## WHAT NEEDS TO BE DONE
List each line of the listing below that contains the string "covered".

## SUPPLIED MATERIAL
__________________________________________________

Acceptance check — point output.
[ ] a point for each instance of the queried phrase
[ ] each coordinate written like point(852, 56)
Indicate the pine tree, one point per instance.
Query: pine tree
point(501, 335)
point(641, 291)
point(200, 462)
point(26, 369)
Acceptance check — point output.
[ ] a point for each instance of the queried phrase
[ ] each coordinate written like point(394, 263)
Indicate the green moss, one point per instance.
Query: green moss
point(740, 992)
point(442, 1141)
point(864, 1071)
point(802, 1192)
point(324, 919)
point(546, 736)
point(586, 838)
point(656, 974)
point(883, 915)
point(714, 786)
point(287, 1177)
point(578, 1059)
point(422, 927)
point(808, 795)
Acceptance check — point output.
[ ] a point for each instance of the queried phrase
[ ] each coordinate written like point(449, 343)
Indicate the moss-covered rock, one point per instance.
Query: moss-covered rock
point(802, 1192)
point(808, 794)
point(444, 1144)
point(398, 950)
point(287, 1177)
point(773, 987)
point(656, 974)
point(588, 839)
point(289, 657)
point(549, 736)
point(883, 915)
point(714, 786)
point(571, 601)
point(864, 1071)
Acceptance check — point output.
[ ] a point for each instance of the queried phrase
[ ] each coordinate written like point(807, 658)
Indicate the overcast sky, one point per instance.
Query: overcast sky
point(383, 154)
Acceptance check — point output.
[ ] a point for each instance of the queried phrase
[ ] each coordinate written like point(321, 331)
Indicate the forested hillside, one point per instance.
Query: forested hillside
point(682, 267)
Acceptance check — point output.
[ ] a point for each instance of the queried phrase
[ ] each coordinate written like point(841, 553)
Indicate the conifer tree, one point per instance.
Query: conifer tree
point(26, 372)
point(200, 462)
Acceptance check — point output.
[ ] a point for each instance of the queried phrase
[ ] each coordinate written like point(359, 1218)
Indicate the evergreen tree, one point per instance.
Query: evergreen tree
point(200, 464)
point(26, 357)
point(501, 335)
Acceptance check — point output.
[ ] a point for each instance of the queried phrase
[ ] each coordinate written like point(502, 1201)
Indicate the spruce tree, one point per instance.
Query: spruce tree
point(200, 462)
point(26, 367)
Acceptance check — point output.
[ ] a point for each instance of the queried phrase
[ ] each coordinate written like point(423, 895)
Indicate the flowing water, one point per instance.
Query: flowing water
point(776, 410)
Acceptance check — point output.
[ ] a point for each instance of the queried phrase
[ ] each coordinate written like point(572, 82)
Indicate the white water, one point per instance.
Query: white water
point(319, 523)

__________________________________________________

## ANSWER FOR THIS EXERCISE
Indicate the moss-covered rock, one point per instance.
Query: moss-covered rock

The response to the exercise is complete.